(What is expected)
Print every entry word for word, but omit the pictures.

[START The records]

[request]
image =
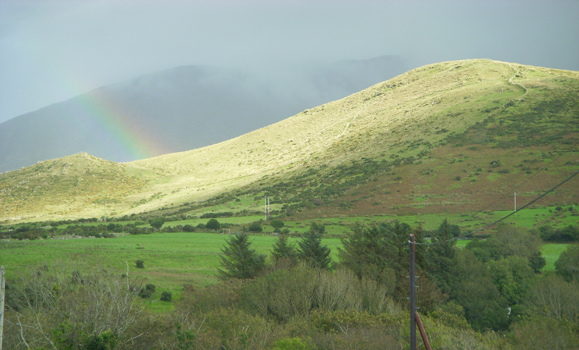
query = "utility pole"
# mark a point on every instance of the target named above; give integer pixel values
(2, 297)
(412, 293)
(266, 207)
(414, 316)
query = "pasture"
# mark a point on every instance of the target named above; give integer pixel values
(171, 260)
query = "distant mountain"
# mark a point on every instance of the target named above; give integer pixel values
(444, 138)
(181, 109)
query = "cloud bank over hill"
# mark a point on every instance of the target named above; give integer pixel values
(53, 50)
(181, 109)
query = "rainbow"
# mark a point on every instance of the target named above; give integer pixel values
(122, 125)
(116, 122)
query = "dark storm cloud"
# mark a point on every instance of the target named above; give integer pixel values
(52, 50)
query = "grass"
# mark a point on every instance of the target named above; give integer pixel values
(399, 117)
(551, 253)
(171, 259)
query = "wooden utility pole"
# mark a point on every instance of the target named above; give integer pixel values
(412, 293)
(2, 297)
(423, 332)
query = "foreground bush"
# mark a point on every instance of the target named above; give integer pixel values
(65, 307)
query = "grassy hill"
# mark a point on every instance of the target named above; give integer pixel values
(447, 137)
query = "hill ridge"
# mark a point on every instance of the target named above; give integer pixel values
(406, 117)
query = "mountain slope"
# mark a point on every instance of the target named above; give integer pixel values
(180, 109)
(410, 137)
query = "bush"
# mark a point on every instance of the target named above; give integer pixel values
(255, 227)
(213, 224)
(148, 291)
(291, 344)
(313, 252)
(166, 296)
(140, 264)
(239, 260)
(277, 223)
(568, 263)
(157, 223)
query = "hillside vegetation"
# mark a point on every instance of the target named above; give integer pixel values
(446, 137)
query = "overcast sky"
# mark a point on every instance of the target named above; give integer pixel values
(53, 50)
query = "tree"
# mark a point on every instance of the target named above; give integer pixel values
(568, 264)
(239, 260)
(47, 309)
(157, 223)
(512, 276)
(376, 251)
(442, 255)
(276, 224)
(313, 252)
(213, 224)
(255, 227)
(319, 228)
(283, 250)
(484, 307)
(508, 241)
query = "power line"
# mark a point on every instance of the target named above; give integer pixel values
(506, 216)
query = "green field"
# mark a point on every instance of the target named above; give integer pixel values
(551, 253)
(171, 259)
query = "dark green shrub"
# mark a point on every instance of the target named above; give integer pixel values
(239, 260)
(166, 296)
(277, 223)
(213, 224)
(255, 227)
(148, 291)
(313, 252)
(157, 223)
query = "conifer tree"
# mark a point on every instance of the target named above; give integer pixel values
(239, 260)
(282, 249)
(313, 252)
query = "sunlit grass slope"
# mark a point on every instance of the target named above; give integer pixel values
(435, 113)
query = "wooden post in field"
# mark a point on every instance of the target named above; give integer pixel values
(126, 262)
(2, 297)
(412, 293)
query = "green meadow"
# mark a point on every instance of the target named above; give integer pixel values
(171, 260)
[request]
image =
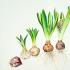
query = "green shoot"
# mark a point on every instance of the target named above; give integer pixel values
(47, 23)
(22, 41)
(63, 23)
(33, 34)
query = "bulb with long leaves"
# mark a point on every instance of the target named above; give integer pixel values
(62, 24)
(22, 41)
(34, 51)
(48, 24)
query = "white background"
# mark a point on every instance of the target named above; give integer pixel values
(18, 15)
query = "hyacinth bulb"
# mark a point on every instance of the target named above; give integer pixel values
(15, 61)
(60, 45)
(34, 51)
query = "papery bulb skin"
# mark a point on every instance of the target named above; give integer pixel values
(60, 45)
(48, 47)
(15, 61)
(34, 51)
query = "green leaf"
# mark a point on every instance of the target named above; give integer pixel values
(50, 23)
(33, 34)
(66, 21)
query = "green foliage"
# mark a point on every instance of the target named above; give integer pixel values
(33, 34)
(63, 22)
(48, 22)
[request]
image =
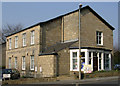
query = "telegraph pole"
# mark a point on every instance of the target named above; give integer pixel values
(79, 44)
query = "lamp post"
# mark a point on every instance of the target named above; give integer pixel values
(79, 44)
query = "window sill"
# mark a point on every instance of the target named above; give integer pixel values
(32, 44)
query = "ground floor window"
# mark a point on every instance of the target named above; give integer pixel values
(9, 62)
(100, 54)
(95, 59)
(74, 60)
(23, 63)
(32, 62)
(15, 62)
(89, 57)
(106, 61)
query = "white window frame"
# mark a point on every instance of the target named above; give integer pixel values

[END The records]

(Final result)
[request]
image =
query = "utility pole"
# mark a point on every instance of the target named above; give integer pixel values
(2, 297)
(412, 293)
(266, 207)
(414, 316)
query = "pasture"
# mark a point on every instance of the target named above; give integer pixel values
(171, 260)
query = "distant mountain"
# mark a point on every instance of the target named above; give integer pixel values
(444, 138)
(181, 109)
query = "cloud bank over hill"
# mark a point on every instance of the target named above; give integer pixel values
(53, 50)
(181, 109)
query = "rainbow"
# mark a point on every instance of the target named above; give integer pixel values
(122, 125)
(116, 122)
query = "dark storm cloud"
# mark a point on every instance of the target named above; give integer pixel values
(52, 50)
query = "grass"
# mark a point on every instance of the target named above; give integer pixel values
(399, 117)
(551, 253)
(171, 259)
query = "wooden utility pole"
# mark a point on every instance of the target named above; give integer pixel values
(412, 293)
(2, 297)
(423, 332)
query = "foreground bush"
# mark a point on every instance of the target named above; give integer pixel values
(65, 307)
query = "grassy hill"
# mark a point on every instance of the target named above; give integer pixel values
(447, 137)
query = "hill ridge"
# mark a point on every instance of the target named above; give integer pixel values
(406, 117)
query = "mountain slope"
# mark a point on every instance of the target named above; give integer pixel values
(180, 109)
(410, 137)
query = "bush"
# mark a point on every instance of the target named above; give integer pixel values
(255, 227)
(213, 224)
(148, 291)
(291, 344)
(313, 252)
(166, 296)
(140, 264)
(239, 260)
(277, 223)
(568, 263)
(157, 223)
query = "hillside vegetation"
# mark a point on every instance of the target named above; give integer pixel values
(446, 137)
query = "overcast sky"
# mark a point on every instance of the target named above; give integer pixel values
(53, 50)
query = "tree"
# mark a point on every instance of the target named above; give integer pixel values
(568, 264)
(239, 260)
(47, 309)
(157, 223)
(512, 276)
(376, 251)
(442, 255)
(276, 224)
(313, 252)
(213, 224)
(255, 227)
(319, 228)
(283, 250)
(484, 307)
(508, 241)
query = "power line"
# mark a point on every instance of the target named above; give integer pixel values
(506, 216)
query = "green field"
# mark a point on every instance of the target named above; give integer pixel values
(551, 253)
(171, 259)
query = "dark green shrub"
# mark a point on every instance of the target named above; give integer pixel values
(239, 260)
(166, 296)
(277, 223)
(213, 224)
(255, 227)
(148, 291)
(313, 252)
(157, 223)
query = "conifer tree"
# mark a point on every instance of the target named above; give integer pixel values
(239, 260)
(282, 249)
(313, 252)
query = "sunlit grass slope"
# mark a point on every instance of the target named above; give integer pixel values
(435, 113)
query = "wooden post in field"
# mark a point on every instance of the target named above; give integer pixel values
(126, 262)
(2, 297)
(412, 293)
query = "green meadow"
# mark a point on every instance of the target named above; give integer pixel values
(171, 260)
[request]
image =
query = "green shoot"
# mark a point on every instance of the target named above; give integer pixel values
(47, 23)
(22, 41)
(63, 23)
(33, 34)
query = "bulb with long leaves"
# mark a point on every instance of the target named above; give integer pixel values
(62, 24)
(22, 41)
(34, 51)
(48, 24)
query = "white background"
# mark a point on every instance of the target named above; give integer pixel values
(18, 15)
query = "hyacinth bulb"
# mark a point on every instance of the target named above; give integer pixel values
(15, 61)
(60, 45)
(34, 51)
query = "papery bulb skin"
# mark a point on every instance of the target named above; give integer pixel values
(60, 45)
(48, 47)
(15, 61)
(34, 51)
query = "green leaf"
# mark a point on every instance of the target named above; give integer pixel values
(50, 23)
(33, 34)
(66, 21)
query = "green foliage"
# mark a point on every instance of the target named above; give integer pixel values
(33, 34)
(63, 22)
(48, 22)
[request]
image =
query = "telegraph pole"
# mark a point on every instance of the target named above; give integer pixel values
(79, 44)
query = "lamp post"
# mark a point on every instance of the target named above; give integer pixel values
(79, 44)
query = "window sill"
# mark a point on every instance of the target named above; give integer pixel values
(32, 44)
query = "ground floor window"
# mark a point on every instance of the target named above; give integer pixel values
(9, 62)
(100, 54)
(95, 59)
(74, 60)
(23, 63)
(32, 62)
(15, 62)
(89, 57)
(106, 61)
query = "white window frame"
# mark a point on every instance of the target named above; give integer pixel values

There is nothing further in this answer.